◆ Exercise details: Every line from the line containing "Objective: a point on each instance of the sign" through the final line of the data is to be printed exactly; no other line is to appear.

[Material for this exercise]

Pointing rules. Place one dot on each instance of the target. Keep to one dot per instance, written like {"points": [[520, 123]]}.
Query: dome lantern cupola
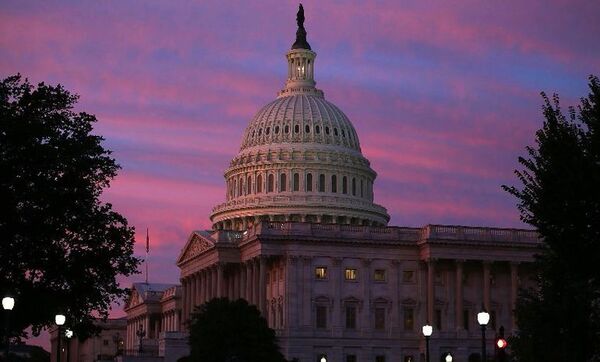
{"points": [[300, 159]]}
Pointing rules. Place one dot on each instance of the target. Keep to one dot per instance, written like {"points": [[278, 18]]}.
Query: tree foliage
{"points": [[224, 330], [61, 248], [559, 320]]}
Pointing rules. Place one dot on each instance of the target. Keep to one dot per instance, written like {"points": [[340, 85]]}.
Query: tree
{"points": [[559, 320], [61, 248], [223, 330]]}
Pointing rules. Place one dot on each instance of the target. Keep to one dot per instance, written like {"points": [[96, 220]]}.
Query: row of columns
{"points": [[486, 265], [170, 321], [133, 325], [247, 280]]}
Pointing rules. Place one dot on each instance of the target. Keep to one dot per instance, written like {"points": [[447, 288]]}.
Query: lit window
{"points": [[351, 317], [409, 319], [321, 316], [350, 274], [379, 318], [321, 272], [379, 275]]}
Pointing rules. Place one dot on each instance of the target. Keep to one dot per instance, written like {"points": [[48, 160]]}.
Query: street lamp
{"points": [[483, 318], [68, 334], [8, 303], [59, 319], [141, 333], [427, 331]]}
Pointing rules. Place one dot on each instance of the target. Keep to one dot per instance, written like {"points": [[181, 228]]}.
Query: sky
{"points": [[444, 95]]}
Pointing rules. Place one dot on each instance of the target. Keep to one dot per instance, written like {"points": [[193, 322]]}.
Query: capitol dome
{"points": [[300, 160]]}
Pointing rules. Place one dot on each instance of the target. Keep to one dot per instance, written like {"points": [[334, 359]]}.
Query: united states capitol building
{"points": [[300, 237]]}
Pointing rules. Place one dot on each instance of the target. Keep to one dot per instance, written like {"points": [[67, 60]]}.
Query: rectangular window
{"points": [[379, 275], [321, 272], [350, 274], [380, 318], [409, 319], [351, 317], [321, 316]]}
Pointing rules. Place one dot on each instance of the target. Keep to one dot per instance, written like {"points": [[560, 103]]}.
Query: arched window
{"points": [[283, 182], [296, 186], [258, 184], [321, 183], [270, 183]]}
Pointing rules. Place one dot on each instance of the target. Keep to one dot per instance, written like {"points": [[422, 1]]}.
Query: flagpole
{"points": [[147, 250]]}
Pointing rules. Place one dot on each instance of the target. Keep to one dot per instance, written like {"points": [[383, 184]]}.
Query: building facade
{"points": [[300, 237]]}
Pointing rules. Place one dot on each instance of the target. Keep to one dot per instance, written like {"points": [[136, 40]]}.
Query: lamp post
{"points": [[68, 334], [427, 331], [8, 303], [141, 333], [59, 319], [483, 318]]}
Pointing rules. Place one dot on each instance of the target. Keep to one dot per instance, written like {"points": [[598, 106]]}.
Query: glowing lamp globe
{"points": [[483, 318], [8, 303], [59, 319], [501, 343]]}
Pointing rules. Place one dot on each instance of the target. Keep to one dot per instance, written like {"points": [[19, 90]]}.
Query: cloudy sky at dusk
{"points": [[444, 95]]}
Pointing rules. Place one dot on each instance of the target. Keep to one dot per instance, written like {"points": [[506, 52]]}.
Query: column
{"points": [[214, 282], [365, 281], [486, 285], [249, 278], [458, 294], [198, 288], [243, 286], [220, 280], [184, 297], [514, 285], [337, 285], [262, 286], [430, 289]]}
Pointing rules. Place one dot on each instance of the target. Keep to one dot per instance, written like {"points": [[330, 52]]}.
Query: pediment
{"points": [[196, 245]]}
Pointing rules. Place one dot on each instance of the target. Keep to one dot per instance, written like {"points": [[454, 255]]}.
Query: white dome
{"points": [[300, 160]]}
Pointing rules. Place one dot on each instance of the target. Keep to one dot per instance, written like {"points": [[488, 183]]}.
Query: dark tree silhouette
{"points": [[223, 330], [559, 320], [61, 248]]}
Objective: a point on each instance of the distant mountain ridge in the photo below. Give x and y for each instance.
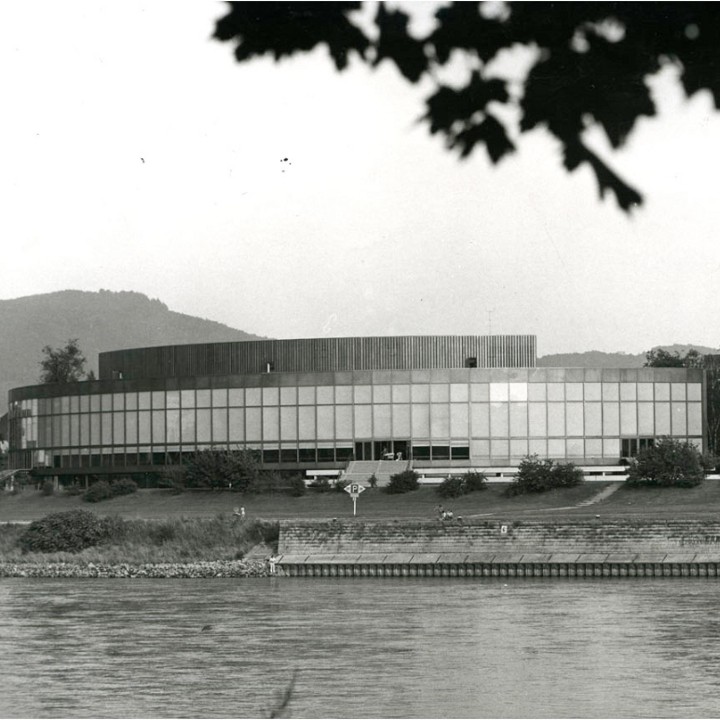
(103, 320)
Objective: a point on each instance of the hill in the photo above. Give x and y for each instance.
(101, 321)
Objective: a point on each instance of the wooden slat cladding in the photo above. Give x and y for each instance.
(320, 355)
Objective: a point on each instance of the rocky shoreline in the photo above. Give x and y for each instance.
(214, 569)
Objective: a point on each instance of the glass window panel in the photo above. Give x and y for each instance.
(518, 448)
(480, 415)
(236, 425)
(518, 419)
(271, 423)
(202, 421)
(611, 418)
(694, 418)
(575, 426)
(172, 430)
(363, 421)
(158, 426)
(381, 420)
(420, 393)
(662, 418)
(306, 422)
(220, 425)
(343, 421)
(646, 419)
(326, 422)
(480, 449)
(202, 399)
(219, 397)
(593, 391)
(628, 418)
(628, 391)
(575, 448)
(480, 392)
(498, 419)
(119, 428)
(459, 420)
(500, 450)
(679, 418)
(440, 420)
(420, 421)
(401, 421)
(306, 396)
(662, 391)
(401, 393)
(573, 391)
(611, 391)
(537, 419)
(236, 397)
(644, 391)
(677, 391)
(144, 433)
(288, 423)
(593, 418)
(556, 448)
(439, 393)
(363, 393)
(556, 418)
(537, 446)
(253, 423)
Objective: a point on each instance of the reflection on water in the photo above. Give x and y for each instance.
(363, 647)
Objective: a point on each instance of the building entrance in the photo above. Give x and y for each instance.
(389, 449)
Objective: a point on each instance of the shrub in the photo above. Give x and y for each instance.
(69, 531)
(297, 486)
(98, 491)
(403, 482)
(668, 463)
(535, 475)
(123, 486)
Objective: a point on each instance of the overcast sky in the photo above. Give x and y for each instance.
(137, 155)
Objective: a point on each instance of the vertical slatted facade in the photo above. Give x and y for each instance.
(321, 355)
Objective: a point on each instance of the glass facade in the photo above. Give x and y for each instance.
(480, 417)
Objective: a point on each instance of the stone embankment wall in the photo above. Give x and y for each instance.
(583, 548)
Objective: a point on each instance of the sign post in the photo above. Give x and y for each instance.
(354, 489)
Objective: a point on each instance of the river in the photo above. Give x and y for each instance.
(361, 647)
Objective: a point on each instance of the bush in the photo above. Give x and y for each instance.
(535, 475)
(98, 491)
(123, 486)
(403, 482)
(69, 531)
(669, 463)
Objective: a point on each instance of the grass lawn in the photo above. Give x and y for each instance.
(703, 500)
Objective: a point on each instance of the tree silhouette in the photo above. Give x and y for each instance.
(591, 62)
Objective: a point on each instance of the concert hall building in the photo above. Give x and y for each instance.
(438, 401)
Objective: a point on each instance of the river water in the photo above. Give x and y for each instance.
(362, 647)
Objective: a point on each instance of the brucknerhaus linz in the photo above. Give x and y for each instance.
(432, 401)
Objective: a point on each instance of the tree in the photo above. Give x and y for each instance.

[/Material for this exercise]

◆ Task solution:
Objective: a point on each instance of the sign post in the photo above. Give x and y for each instance.
(354, 489)
Objective: a point on each instance of the river in the photo above. Give x and y for each instance.
(361, 647)
Objective: a point on each instance of the bush in the photo above. Give x and y for each instance.
(535, 475)
(98, 491)
(123, 486)
(403, 482)
(69, 531)
(669, 463)
Objective: a point on each instance of the grass lawn in the photo above. Give x and y for each instance.
(703, 500)
Objective: a point on each instance of the tree silhouette in the photo above. Give x and y for each instance.
(591, 62)
Objective: a point on each instance of the concert hall building in the photo above. Give x and y for each instance.
(438, 401)
Objective: a point on each instance of the river water in the photo above. Give x and y for each instance.
(362, 647)
Objective: a point on each instance of the brucknerhaus linz in the photo above. Give x and y for each instance.
(432, 401)
Objective: a point on each instance of the tree in the photo above. Give x and y for each instance.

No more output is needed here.